Given records:
--

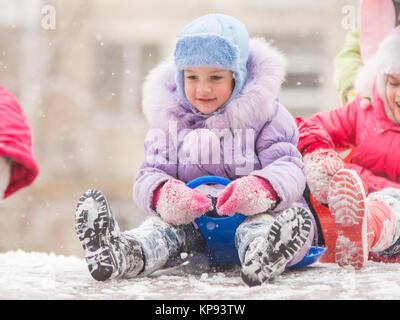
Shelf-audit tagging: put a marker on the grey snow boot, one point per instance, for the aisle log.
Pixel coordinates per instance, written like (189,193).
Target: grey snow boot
(108,252)
(266,258)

--

Task requirements: Convert the items above into a two-column CSV with the columns "instruction" and "points", one row per item, with the item's text in the first column, its answer in the second, each value in a single quoted field, and any line breaks replaced by spaces. Leave the pictures out.

Final result:
instruction,points
"Shelf-audit tagging: put a marker on the grey snow boot, one point per instance, for the aisle log. Pixel coordinates per instance, written like (189,193). Target: grey snow boot","(108,252) (266,258)"